▸ **GOAL OF THE EXERCISE**: The data are to be restated in full, exactly as presented.

Collected data:

++++++++++++++++++++

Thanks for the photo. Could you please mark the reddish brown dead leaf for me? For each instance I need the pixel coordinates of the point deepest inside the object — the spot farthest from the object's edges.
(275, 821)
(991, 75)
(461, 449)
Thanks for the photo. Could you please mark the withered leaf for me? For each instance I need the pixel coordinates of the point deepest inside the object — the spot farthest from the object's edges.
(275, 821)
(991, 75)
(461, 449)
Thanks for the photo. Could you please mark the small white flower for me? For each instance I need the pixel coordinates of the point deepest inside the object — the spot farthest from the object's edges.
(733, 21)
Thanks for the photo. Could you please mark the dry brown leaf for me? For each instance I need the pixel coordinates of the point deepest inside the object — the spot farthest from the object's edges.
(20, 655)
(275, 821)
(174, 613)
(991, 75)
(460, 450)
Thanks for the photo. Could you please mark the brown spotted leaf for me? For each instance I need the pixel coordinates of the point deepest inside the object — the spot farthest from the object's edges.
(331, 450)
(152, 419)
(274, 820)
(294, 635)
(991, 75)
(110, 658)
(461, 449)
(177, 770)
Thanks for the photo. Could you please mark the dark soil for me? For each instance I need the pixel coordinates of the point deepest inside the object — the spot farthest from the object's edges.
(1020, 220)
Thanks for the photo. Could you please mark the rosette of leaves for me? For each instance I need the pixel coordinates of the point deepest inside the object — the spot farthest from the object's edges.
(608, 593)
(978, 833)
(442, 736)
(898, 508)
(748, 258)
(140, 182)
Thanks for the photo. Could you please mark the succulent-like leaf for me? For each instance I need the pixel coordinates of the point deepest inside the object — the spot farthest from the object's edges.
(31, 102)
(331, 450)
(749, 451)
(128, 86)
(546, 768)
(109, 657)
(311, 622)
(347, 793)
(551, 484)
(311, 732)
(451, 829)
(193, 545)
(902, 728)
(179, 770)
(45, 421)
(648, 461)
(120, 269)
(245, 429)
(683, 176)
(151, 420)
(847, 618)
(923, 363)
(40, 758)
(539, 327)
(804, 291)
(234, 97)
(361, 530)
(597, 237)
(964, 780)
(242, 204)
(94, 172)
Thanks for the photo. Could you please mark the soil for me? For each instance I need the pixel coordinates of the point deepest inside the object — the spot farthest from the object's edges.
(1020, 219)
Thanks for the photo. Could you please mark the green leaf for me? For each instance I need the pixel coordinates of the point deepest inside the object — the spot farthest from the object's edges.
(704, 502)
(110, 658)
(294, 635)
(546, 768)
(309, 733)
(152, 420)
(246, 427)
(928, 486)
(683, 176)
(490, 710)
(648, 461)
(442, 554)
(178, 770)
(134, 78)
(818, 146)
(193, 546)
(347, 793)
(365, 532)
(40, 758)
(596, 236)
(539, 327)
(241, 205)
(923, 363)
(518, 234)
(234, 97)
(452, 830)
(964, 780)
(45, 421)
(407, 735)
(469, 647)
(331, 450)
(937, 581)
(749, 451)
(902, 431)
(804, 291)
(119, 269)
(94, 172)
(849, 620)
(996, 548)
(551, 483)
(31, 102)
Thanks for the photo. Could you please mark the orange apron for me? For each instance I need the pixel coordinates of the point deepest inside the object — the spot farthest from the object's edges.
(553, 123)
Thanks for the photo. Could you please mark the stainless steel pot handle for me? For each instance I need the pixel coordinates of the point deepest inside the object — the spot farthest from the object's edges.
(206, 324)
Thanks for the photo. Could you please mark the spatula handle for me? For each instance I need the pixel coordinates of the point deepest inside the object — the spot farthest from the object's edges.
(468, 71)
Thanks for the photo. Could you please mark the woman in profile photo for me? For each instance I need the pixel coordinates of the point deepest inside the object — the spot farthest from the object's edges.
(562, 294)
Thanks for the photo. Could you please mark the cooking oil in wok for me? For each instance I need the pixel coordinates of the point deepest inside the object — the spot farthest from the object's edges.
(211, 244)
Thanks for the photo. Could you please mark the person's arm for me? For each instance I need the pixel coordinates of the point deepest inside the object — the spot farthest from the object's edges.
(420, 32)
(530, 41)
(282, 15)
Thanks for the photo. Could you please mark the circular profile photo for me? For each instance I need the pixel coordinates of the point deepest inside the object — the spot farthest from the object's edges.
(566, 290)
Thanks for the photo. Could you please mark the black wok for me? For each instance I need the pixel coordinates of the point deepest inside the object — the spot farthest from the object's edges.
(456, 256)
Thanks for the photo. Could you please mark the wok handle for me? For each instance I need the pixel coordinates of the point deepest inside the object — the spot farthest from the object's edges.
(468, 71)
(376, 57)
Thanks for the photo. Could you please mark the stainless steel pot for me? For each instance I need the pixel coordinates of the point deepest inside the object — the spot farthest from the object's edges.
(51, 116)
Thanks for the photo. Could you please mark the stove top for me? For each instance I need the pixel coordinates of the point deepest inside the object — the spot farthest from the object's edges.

++++++++++++++++++++

▸ **WRITTEN RESPONSE**:
Thanks for the photo. Could you please mark the reddish brown dead leaf for me? For each instance I need the pixel coordinates of the point deepest inside the object — the spot farthest from the object's edges.
(275, 821)
(991, 75)
(461, 449)
Thanks for the photo. Could you please mark the withered leaf for me? For each instance I need the pixel coordinates of the point deepest inside the object — the spot farthest from the object's edges.
(275, 821)
(991, 75)
(461, 449)
Thanks for the photo. Could you please mark the small white flower for me? For each instance I need the pixel coordinates of the point deepest inside the object — the spot farthest from the object's edges.
(733, 21)
Thanks for the photo. Could you please mark the dry brown leaf for me? For each instance I need the pixel coordinates of the point deepest inside the object — the spot farthest from the object's edges.
(20, 655)
(275, 821)
(174, 613)
(991, 75)
(460, 450)
Thanks for the photo. Could you please mark the brown spotted leaf for me? For each instance I need the pixel coordinates of the point deepest inside the object — the spot farthest from the object's edges.
(331, 450)
(152, 419)
(274, 820)
(294, 635)
(991, 75)
(110, 658)
(461, 449)
(177, 770)
Thanks for the photo. Could you please mark the dark soil for me? For each instance I need the pixel coordinates of the point deepest inside the object — the spot farthest from the object's edges.
(1020, 220)
Thanks for the photo. Could you please mark the rosette of leaves for me? For each instance I need the pixel coordinates of the point deepest inside the object — the spot farthest from the object's edges.
(608, 593)
(978, 833)
(442, 736)
(898, 508)
(748, 258)
(140, 182)
Thanks for the photo. Could you please mark the succulent-like leaf for me? For each instance I need the pixel coordinates of the point deepest inside the object — the spot farthest from the object's edges.
(31, 102)
(331, 450)
(749, 451)
(128, 86)
(546, 768)
(109, 657)
(311, 622)
(347, 793)
(551, 484)
(311, 732)
(451, 829)
(193, 545)
(902, 728)
(179, 770)
(45, 421)
(648, 461)
(120, 269)
(245, 429)
(683, 176)
(151, 420)
(847, 618)
(923, 363)
(40, 758)
(539, 327)
(804, 291)
(234, 97)
(361, 530)
(597, 237)
(964, 780)
(242, 204)
(94, 172)
Thanks for the photo. Could you please mark the soil for me? For each instance I need the pixel coordinates of the point deepest inside the object — the spot farthest from the object's edges.
(1020, 219)
Thanks for the photo. Could you please mark the green leaf for me? For each instance I need the pixel coordinates of the point deepest inside the object — the spot farthest from the object's edges.
(704, 502)
(110, 658)
(294, 635)
(546, 768)
(309, 733)
(152, 420)
(246, 427)
(928, 486)
(683, 176)
(490, 710)
(648, 461)
(442, 554)
(178, 770)
(134, 78)
(818, 146)
(193, 546)
(347, 793)
(365, 532)
(40, 758)
(596, 236)
(539, 327)
(241, 205)
(923, 363)
(518, 234)
(234, 97)
(452, 830)
(964, 780)
(45, 421)
(407, 735)
(469, 647)
(331, 450)
(937, 581)
(749, 451)
(902, 431)
(804, 291)
(119, 269)
(94, 172)
(849, 620)
(996, 548)
(551, 483)
(31, 102)
Thanks for the photo. Could you please mark the orange apron for me? For each instance I need the pixel coordinates of the point deepest inside the object — the spot farthest from the object's edges.
(553, 123)
Thanks for the photo. Could you please mark the stainless steel pot handle for me? For each instance I need the pixel coordinates of the point deepest inside the object — the spot farthest from the object's edges.
(206, 324)
Thanks for the photo. Could you please mark the spatula handle for me? For each instance I need the pixel coordinates of the point deepest inside the object — the spot farthest from the object's edges.
(468, 71)
Thanks for the photo. Could you please mark the woman in profile photo for me? For each instance I need the pixel coordinates of the point deepest inside the object — the spot farthest from the object's edges.
(562, 294)
Thanks for the photo. Could you please mark the cooking oil in wok for me? For each instance I need the pixel coordinates of the point deepest inside the object — the spot farthest from the object's edges.
(211, 244)
Thanks for the photo. Could you please mark the person's arm for me? For each instance I need the pixel coordinates of the point deepest inside the object — the spot farthest from the object's edges.
(420, 32)
(530, 41)
(282, 15)
Thanks for the photo. Could you please mark the circular profile photo for me? For each instance I need the pixel coordinates of the point deepest inside the object — the spot farthest from the object's edges.
(566, 290)
Thanks for the photo. Could you please mark the black wok for me? For each instance I need the pixel coordinates of the point deepest inside the object — the spot farthest from the object's edges.
(456, 256)
Thanks for the photo. Could you please mark the wok handle for me? For each instance I need the pixel coordinates of the point deepest inside the object — the spot farthest from the object's edges.
(468, 71)
(376, 57)
Thanks for the photo. Could you please mark the stainless steel pot for me? For each instance I need the pixel coordinates of the point deepest inside the object — the spot farthest from the object's edges.
(51, 116)
Thanks for the photo. Could you please mark the stove top for me? For each instance I need the pixel coordinates of the point deepest inside the object — the spot farthest from the object's edges.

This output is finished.